İlerleyen teknoloji ve beraberinde getirdiği dijitalleşme süreçleri şirketlerin imkanlarını genişletmesine yaramakta. Bu süreçte işletmelerin en çok zorlandığı konu ise kişisel veri güvenliği. Giderek artan ve daha tehlikeli hale gelen siber saldırılar ne yazık ki bu alandaki çabaların önünde bir duvar gibi. Buna karşın doğru veri koruma stratejileri aracılığı ile şirketlere değer kazandırmak ve verimi artırmak söz konusu. Konuyla ilgili bilgi veren Siberasist firması şu noktalara dikkat çekmiş:
Uzaktan çalışana saygı
COVID-19 uzaktan çalışmayı benimsemek zorunda kalan işverenler, evlerinden çalışanlarının faaliyetlerini daha fazla takip etmeye uğraşıyorlar. Bu takibin arkasında siber güvenlik endişeleri olduğu kadar, uzaktan çalışanların verimlerini garantilemek de var. Fakat takip işinin abartılması çalışanın şirkete karşı güvenini baltalayacağı gibi, genel kurumsal imaja da zarar verebilir. Aktarılan bilgiye göre, uzaktan çalışanları aşırı derecede izlemeyen kurumlar 2023 yılına gelindiğinde çalışanlarından yüzde 15 daha fazla verim elde etme potansiyeline sahip.
☆ ☆ ☆ ☆ ☆ ☆ ☆
Alıştırma Bölümleri:
1 – Veri güvenliği metninde rakamla yazılmış bütün sayıları sıralayın.
2 – Veri güvenliği metnine göre uzaktan çalışanları aşırı izlemeyen kurumlar 2023'e gelindiğinde ne kadar daha fazla verim elde edebilir?
3 – Veri güvenliği metnini son cümlesinden sonra gelecek şekilde sürdürün.
Kayıtların veri güvenliği metniyle hiçbir ilgisi yoktur.

Çıkarılan Kayıtlar:
☆ ☆ ☆ ☆ ☆ ☆ ☆
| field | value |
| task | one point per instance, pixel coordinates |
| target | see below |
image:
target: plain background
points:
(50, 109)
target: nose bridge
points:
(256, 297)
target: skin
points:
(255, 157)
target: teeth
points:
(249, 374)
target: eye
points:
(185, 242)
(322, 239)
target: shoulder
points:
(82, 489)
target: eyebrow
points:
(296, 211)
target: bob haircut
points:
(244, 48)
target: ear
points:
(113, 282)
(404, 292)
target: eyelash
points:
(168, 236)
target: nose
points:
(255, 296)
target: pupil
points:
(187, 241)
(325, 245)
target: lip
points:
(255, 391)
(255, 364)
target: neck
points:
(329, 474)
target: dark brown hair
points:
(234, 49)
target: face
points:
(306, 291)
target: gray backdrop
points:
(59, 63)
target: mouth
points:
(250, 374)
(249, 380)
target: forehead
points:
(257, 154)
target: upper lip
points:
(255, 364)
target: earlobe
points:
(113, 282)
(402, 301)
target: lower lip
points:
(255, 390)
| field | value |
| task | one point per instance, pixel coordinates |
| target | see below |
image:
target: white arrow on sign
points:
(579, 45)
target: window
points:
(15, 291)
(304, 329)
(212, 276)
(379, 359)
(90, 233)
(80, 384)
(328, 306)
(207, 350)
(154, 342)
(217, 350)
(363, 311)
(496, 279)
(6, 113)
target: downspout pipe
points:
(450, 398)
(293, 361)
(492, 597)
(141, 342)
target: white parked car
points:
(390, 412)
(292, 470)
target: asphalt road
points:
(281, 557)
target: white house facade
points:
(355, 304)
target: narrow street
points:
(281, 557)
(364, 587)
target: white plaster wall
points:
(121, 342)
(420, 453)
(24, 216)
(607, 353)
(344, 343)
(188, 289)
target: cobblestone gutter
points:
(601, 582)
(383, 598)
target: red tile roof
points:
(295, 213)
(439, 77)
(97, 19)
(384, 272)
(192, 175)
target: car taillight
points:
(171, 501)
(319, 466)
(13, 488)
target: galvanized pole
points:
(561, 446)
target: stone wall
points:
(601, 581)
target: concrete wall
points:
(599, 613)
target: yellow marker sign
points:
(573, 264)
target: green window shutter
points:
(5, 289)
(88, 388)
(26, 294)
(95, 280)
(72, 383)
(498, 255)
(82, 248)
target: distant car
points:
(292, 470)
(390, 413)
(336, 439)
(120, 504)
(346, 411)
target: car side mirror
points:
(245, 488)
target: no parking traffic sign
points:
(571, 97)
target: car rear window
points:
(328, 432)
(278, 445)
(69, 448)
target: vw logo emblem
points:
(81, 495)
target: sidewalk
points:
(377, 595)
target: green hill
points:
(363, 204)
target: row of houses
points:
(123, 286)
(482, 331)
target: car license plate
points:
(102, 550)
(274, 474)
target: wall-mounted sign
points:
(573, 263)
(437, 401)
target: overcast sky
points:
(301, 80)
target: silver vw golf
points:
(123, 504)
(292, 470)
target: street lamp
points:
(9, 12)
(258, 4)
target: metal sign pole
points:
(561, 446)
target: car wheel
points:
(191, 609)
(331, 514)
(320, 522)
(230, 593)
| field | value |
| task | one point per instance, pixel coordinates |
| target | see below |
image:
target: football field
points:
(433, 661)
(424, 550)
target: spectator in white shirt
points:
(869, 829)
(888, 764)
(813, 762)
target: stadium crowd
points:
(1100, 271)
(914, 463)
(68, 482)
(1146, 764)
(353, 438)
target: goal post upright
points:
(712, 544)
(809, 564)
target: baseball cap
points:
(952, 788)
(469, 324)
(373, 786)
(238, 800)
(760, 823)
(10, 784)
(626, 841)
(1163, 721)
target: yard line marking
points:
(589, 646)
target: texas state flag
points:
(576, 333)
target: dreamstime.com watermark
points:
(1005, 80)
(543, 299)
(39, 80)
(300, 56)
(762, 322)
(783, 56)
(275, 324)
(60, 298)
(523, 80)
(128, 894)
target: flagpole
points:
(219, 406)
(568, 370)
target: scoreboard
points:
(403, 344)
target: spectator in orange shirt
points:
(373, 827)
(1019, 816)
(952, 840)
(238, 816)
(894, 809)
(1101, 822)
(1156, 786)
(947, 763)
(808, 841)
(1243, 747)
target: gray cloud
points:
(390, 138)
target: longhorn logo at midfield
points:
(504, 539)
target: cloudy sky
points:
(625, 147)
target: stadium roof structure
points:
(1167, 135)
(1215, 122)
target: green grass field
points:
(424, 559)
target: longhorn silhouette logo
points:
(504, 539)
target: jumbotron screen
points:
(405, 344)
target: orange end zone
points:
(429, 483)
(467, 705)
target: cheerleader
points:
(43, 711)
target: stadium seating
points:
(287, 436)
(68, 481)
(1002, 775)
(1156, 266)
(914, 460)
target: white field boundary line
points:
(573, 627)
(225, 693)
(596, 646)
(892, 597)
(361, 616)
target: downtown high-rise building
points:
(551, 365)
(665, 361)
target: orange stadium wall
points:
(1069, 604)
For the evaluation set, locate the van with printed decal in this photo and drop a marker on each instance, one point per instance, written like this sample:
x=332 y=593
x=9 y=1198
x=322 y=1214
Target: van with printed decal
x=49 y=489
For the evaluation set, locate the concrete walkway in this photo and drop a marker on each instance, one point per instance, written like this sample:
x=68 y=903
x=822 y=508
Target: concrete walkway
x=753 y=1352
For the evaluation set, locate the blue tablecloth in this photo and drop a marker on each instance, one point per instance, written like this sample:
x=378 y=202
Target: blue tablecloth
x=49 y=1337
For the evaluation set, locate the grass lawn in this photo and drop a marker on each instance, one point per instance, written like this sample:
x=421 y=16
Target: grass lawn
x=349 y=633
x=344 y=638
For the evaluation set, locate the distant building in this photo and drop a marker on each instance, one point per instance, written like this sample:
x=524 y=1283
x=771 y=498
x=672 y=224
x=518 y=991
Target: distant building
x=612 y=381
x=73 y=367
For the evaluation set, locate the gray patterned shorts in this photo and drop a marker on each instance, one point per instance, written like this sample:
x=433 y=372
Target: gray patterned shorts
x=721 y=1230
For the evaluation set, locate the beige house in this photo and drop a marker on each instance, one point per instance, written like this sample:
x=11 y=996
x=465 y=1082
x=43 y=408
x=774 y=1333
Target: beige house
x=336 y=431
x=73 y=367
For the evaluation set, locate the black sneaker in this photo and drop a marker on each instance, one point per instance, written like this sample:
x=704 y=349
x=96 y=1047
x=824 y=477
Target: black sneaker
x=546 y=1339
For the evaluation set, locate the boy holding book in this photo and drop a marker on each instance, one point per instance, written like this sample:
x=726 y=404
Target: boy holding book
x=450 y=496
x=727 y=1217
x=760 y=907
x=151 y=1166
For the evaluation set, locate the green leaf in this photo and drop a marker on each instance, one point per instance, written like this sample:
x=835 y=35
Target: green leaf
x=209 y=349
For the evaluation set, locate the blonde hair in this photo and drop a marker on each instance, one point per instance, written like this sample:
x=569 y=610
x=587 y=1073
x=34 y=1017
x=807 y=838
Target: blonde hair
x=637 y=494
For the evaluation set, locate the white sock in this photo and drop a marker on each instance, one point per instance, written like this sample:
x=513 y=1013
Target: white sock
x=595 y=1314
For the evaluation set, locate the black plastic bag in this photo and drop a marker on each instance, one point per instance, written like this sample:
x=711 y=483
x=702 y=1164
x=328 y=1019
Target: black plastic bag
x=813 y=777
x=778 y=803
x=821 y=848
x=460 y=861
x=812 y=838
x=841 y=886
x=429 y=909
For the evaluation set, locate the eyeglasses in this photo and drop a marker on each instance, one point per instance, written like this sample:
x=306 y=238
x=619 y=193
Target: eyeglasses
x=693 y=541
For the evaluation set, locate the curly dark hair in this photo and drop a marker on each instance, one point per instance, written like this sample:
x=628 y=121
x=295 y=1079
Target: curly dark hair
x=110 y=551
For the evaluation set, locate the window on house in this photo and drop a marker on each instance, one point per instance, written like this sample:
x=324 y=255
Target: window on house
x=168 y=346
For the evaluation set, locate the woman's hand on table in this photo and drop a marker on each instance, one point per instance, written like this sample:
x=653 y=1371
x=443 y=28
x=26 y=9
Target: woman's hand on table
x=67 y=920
☆ ☆ ☆ ☆ ☆ ☆ ☆
Yanıt Listesi:
1 – 19 (COVID-19 içinde), 2023, 15

2 – Yüzde 15 daha fazla.

3 –
Kullanıcı deneyimini, müşteri deneyimine eklemek
Tüketiciler artık kişisel veri güvenliği konusunda daha bilinçli, verilerinin nasıl kullanıldığını bilmek istiyor ve veri işleme konusunda şeffaf olan şirketlere daha çok güveniyorlar. Bununla birlikte müşterilerin bir kuruma güvenmesi; sadık olma, o şirketi tavsiye etme, daha fazla ürün ve hizmet satın alma olasılıklarını artırıyor. Kuruluşlar, gizliliği müşteri deneyiminde merkezi hale getirerek bu durumu gelir elde etmek için değerlendirebilir. Araştırmalara göre güvenlik konusunda kullanıcı deneyimini (UX) müşteri deneyimine (CX) dahil eden kuruluşlar, 2023 yılına kadar dahil etmeyenlere göre yüzde 20’ye kadar daha fazla dijital gelir elde edebilirler.
Veri Risk Değerlendirmesi
Veriler ürün ve hizmetleri geliştirmek için uygun şekilde kullanıldığında büyük iş fırsatları oluşturmaya yarayabilir. Ama son yıllarda çoğu ülkede hızla yükselen uluslararası gizlilik ve veri koruma yasalarına uyumlu oldukları sürece. Düzenleyici kurumlar bu tür risklerin nasıl azaltılacağına ilişkin rehberlik verme noktasında ise oldukça yetersiz. İşletmeler potansiyel gizlilik ve veri koruma risklerini belirlemek ve analiz etmek için Veri Risk Değerlendirmesi (DRA) kullanabilir. Tahminlere göre yakın gelecekte kuruluşların yüzde 20’sinden fazlası uygun gizlilik kontrollerini belirlemek ve yönetmek için DRA kullanacak.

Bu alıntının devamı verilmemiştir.